Return every line of the records below that contains the word "face".

● **Stored rows**:
Begin
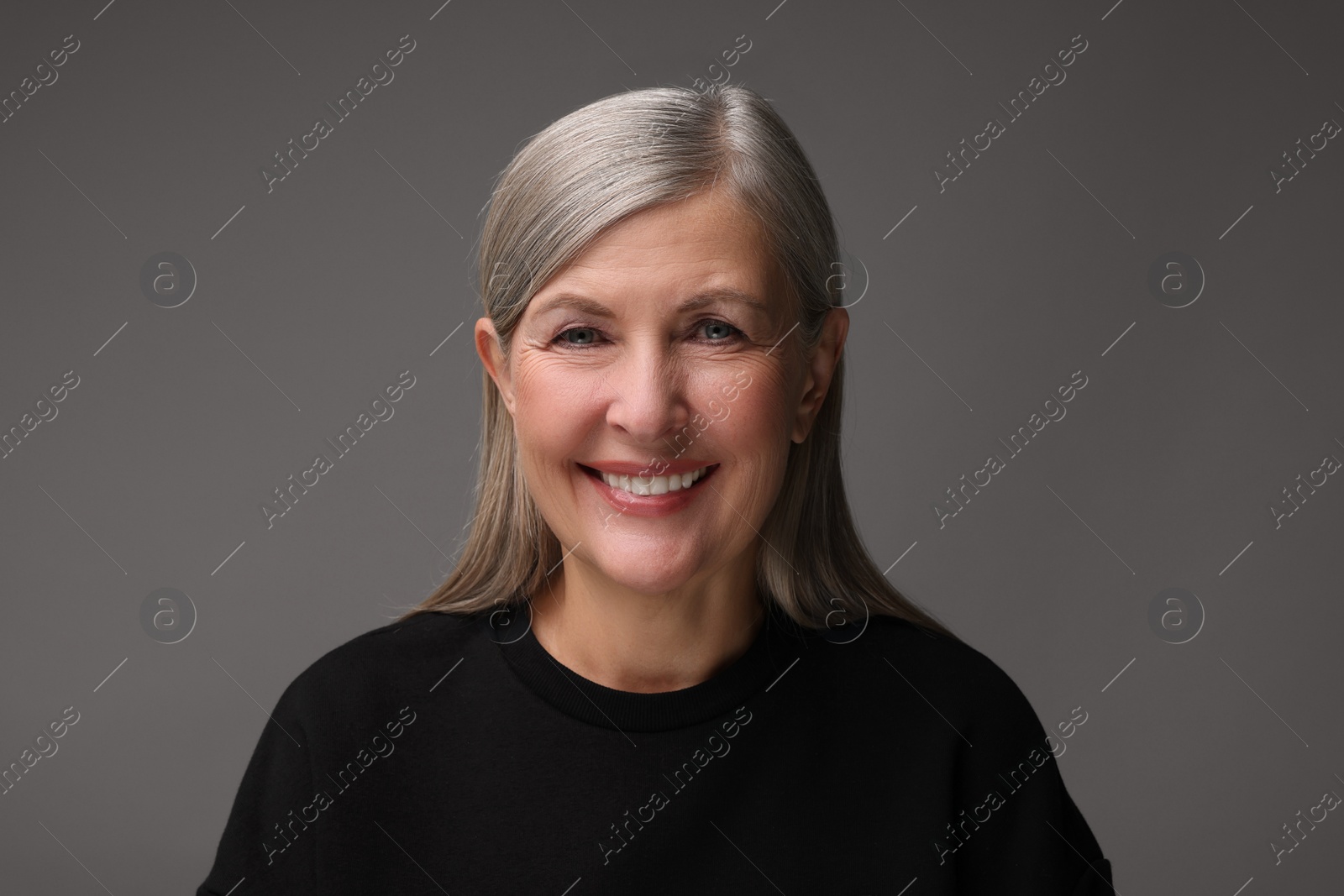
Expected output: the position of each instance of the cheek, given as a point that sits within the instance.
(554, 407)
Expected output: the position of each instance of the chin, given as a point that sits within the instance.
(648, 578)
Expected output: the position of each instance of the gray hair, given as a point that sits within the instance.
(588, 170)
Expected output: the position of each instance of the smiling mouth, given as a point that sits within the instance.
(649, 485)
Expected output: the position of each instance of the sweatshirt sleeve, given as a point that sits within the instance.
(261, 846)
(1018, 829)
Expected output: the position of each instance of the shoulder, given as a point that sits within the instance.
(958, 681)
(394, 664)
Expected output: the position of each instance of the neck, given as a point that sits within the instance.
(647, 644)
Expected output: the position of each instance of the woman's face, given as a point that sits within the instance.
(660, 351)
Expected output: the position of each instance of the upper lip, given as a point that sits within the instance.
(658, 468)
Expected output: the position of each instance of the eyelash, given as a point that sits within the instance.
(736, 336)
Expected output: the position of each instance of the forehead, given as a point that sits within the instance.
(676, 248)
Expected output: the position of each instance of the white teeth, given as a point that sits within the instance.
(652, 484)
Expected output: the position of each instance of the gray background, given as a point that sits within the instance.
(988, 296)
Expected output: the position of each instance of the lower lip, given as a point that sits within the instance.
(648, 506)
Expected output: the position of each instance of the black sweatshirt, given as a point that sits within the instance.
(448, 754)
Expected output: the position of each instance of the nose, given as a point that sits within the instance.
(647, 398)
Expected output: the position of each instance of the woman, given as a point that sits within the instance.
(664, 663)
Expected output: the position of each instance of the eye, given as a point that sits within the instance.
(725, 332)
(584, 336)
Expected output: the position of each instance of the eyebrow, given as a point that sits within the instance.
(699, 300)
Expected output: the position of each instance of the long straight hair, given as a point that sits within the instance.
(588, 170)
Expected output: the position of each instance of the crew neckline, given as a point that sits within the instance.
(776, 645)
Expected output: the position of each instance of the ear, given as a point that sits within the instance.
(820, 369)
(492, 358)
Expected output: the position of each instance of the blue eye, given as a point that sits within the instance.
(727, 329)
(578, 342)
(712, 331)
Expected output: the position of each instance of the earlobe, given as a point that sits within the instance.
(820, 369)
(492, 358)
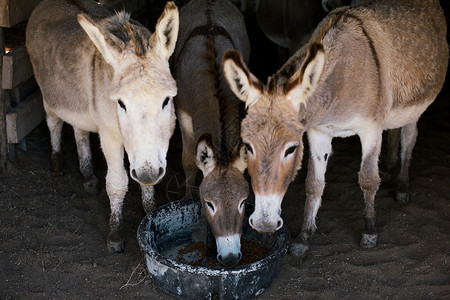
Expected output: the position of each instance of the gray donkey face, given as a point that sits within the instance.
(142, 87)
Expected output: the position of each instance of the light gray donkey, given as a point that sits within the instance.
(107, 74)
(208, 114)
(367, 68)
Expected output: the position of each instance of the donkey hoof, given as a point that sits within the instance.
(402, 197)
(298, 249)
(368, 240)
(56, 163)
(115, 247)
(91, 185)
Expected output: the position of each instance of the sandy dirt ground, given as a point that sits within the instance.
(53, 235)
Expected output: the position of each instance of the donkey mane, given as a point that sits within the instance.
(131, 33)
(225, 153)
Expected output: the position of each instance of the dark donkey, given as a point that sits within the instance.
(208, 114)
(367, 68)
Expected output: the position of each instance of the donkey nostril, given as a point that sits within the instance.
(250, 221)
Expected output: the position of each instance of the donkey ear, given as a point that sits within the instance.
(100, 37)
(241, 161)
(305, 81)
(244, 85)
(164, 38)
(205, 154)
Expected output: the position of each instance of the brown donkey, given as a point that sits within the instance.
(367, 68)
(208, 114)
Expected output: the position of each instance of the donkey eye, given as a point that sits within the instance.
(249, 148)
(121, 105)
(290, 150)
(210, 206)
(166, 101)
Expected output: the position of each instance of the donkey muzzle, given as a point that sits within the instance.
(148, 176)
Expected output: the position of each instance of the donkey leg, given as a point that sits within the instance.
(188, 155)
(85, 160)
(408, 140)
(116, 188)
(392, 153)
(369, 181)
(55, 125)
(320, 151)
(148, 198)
End
Begin
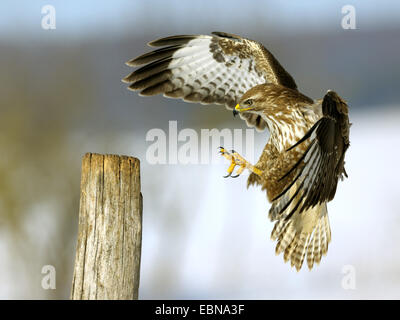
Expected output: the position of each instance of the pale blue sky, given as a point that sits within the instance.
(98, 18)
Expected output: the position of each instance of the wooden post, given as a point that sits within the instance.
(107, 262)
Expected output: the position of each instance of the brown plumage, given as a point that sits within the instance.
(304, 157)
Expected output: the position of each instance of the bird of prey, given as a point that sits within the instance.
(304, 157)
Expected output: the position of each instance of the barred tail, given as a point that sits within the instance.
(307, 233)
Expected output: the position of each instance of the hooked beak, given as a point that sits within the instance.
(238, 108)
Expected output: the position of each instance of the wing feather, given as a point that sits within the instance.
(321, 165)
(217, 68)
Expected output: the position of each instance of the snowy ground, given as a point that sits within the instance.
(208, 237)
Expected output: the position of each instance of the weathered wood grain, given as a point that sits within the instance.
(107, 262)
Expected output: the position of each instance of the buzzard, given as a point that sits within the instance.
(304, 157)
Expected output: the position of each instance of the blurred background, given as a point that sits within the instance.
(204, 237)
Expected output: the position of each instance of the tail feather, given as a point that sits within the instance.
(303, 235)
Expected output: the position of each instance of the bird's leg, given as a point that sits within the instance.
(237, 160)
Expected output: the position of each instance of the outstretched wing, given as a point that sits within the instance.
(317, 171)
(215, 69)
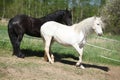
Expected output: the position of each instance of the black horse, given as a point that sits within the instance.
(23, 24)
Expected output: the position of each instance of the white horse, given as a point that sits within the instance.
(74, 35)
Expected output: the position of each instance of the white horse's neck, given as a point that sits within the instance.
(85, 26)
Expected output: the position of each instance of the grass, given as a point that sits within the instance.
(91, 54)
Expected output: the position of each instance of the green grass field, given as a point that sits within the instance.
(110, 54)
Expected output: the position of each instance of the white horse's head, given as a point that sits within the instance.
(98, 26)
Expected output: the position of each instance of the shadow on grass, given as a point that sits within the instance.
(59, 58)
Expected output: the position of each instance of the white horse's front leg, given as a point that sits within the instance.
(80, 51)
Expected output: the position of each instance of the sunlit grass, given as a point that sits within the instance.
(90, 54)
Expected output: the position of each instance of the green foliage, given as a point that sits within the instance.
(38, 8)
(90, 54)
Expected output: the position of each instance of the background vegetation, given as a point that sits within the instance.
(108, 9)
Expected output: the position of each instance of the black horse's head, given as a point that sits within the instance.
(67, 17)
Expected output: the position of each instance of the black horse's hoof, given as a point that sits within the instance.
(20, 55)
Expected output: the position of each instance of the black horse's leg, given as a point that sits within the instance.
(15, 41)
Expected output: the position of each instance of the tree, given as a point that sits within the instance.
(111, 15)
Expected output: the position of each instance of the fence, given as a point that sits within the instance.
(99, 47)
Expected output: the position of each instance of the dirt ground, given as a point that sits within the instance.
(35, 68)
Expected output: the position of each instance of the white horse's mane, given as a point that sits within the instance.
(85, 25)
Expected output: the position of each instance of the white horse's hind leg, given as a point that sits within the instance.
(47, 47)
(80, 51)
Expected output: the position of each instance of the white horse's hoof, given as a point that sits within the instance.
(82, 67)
End
Begin
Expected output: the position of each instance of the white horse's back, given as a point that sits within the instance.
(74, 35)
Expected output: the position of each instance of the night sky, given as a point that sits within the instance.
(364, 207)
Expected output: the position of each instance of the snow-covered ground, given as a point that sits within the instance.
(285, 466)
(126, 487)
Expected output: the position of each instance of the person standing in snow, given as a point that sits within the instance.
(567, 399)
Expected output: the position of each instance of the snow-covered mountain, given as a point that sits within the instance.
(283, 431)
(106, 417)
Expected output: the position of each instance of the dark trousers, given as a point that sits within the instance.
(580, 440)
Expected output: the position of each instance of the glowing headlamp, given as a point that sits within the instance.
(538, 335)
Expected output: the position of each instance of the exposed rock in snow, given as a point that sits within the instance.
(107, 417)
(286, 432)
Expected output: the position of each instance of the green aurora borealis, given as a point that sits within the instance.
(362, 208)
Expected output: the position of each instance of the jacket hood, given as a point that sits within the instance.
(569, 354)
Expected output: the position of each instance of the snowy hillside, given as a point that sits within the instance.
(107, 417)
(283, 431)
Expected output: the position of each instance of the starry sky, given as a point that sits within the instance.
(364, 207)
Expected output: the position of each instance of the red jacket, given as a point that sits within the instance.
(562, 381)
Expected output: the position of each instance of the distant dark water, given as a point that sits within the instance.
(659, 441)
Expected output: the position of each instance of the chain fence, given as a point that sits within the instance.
End
● **Expected output**:
Expected output: the position of each instance of the woman's face, given as a point that sits within the instance.
Expected output: the position of each instance of the gray donkey face, given as a point that sits within the instance.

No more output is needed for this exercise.